*Saved data entries*:

Begin

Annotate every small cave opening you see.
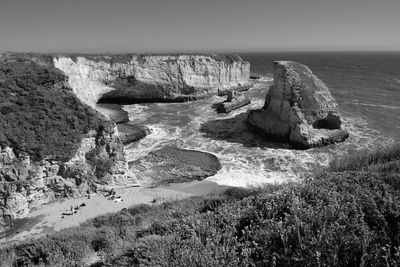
[313,112,342,130]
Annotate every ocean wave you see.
[354,100,400,110]
[122,89,390,187]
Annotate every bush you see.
[0,148,400,266]
[0,55,104,161]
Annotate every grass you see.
[0,143,400,266]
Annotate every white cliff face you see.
[247,61,348,149]
[54,55,250,106]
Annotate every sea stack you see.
[247,61,349,149]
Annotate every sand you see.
[0,181,226,245]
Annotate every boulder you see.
[117,123,151,145]
[129,146,221,185]
[247,61,349,149]
[218,91,251,113]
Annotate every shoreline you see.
[0,180,228,247]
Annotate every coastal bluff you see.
[247,61,349,149]
[0,53,250,222]
[53,54,250,106]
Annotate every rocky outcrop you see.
[0,54,136,221]
[54,55,250,106]
[247,61,349,149]
[129,146,221,185]
[0,124,135,221]
[218,91,251,113]
[117,123,151,145]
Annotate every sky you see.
[0,0,400,53]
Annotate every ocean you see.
[123,52,400,187]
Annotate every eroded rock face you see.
[129,146,221,185]
[54,55,250,106]
[247,61,349,149]
[218,91,251,113]
[0,124,136,222]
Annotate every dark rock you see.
[117,123,151,145]
[96,104,129,123]
[217,91,251,113]
[247,61,349,149]
[250,74,261,80]
[218,83,253,96]
[129,146,221,184]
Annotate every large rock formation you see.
[0,54,135,221]
[54,55,250,106]
[129,146,221,185]
[217,91,251,113]
[0,53,245,222]
[247,61,349,149]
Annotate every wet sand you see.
[0,181,227,246]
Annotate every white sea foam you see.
[126,80,388,187]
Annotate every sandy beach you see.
[0,181,226,245]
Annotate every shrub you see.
[0,55,104,161]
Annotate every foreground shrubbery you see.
[1,146,400,266]
[0,55,104,160]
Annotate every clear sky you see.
[0,0,400,53]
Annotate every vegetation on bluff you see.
[0,55,107,160]
[0,146,400,266]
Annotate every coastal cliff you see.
[0,53,250,222]
[0,54,134,221]
[247,61,349,149]
[54,55,250,106]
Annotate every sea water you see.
[124,52,400,187]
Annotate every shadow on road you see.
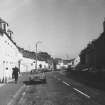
[66,72,105,91]
[23,81,46,85]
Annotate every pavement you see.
[0,73,25,105]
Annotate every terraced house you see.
[0,18,22,82]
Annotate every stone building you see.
[0,18,22,82]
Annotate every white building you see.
[0,19,22,82]
[20,57,48,72]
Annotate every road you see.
[11,72,105,105]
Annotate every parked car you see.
[29,69,46,83]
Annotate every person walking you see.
[13,66,19,83]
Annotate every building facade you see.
[0,18,22,82]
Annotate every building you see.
[0,18,22,82]
[79,20,105,70]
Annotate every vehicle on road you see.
[29,69,46,83]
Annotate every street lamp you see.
[35,41,42,70]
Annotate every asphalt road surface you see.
[11,72,105,105]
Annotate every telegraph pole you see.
[35,41,41,70]
[35,43,37,70]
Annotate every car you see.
[29,69,46,83]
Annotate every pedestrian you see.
[13,66,19,83]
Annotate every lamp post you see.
[35,41,41,70]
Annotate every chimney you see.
[103,18,105,33]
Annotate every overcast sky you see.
[0,0,105,58]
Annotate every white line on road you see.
[55,76,90,98]
[62,81,71,86]
[73,88,90,98]
[7,85,25,105]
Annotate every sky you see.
[0,0,105,59]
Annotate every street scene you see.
[0,0,105,105]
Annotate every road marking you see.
[73,88,90,98]
[57,78,61,81]
[7,85,25,105]
[62,81,71,86]
[55,76,90,98]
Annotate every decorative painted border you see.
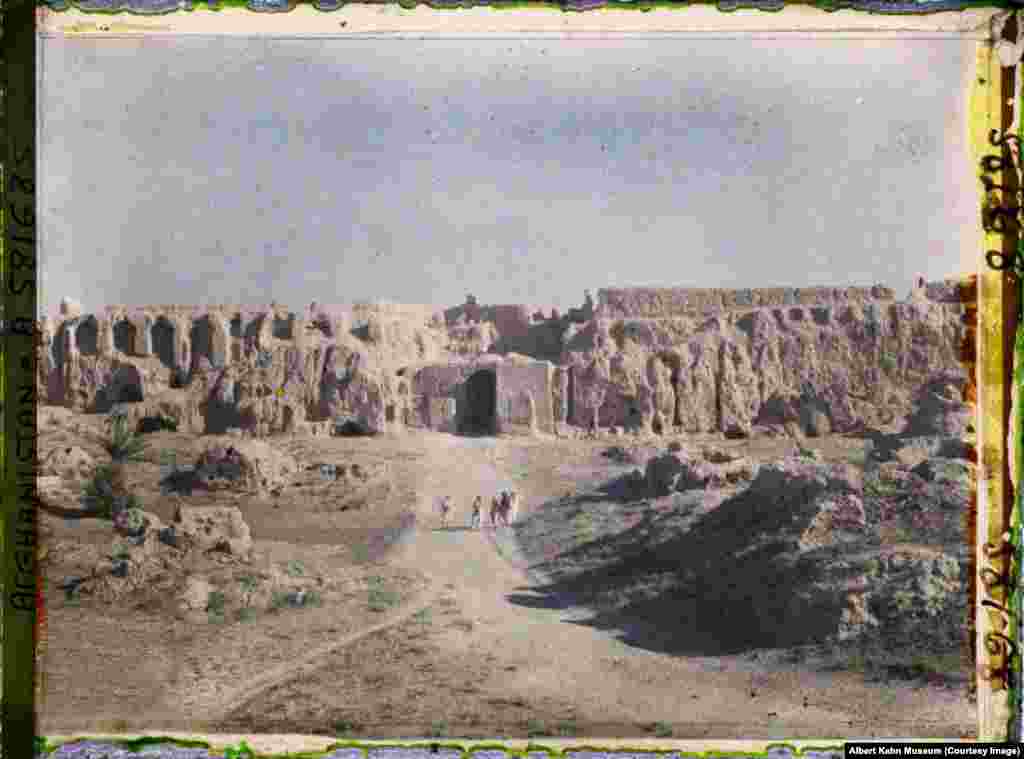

End

*PROBLEM TO SOLVE*: Reproduce every line from the one containing "Annotate every white line on road you see." through the end of the entries, keeping all text as is but shifting each bounding-box coordinate by -32. Leave the pictures out of your output.

*WRITTEN RESPONSE*:
Annotate every white line on road you see.
[23,44,58,66]
[30,49,39,54]
[41,56,58,66]
[-25,53,-7,73]
Annotate every sky you see.
[-32,-32,73,27]
Annotate every street scene you see.
[-32,-32,73,73]
Annotate every road marking you see.
[41,56,58,66]
[25,46,29,49]
[-25,53,-7,73]
[30,49,39,54]
[23,44,58,66]
Annotate every decorative painted border you see.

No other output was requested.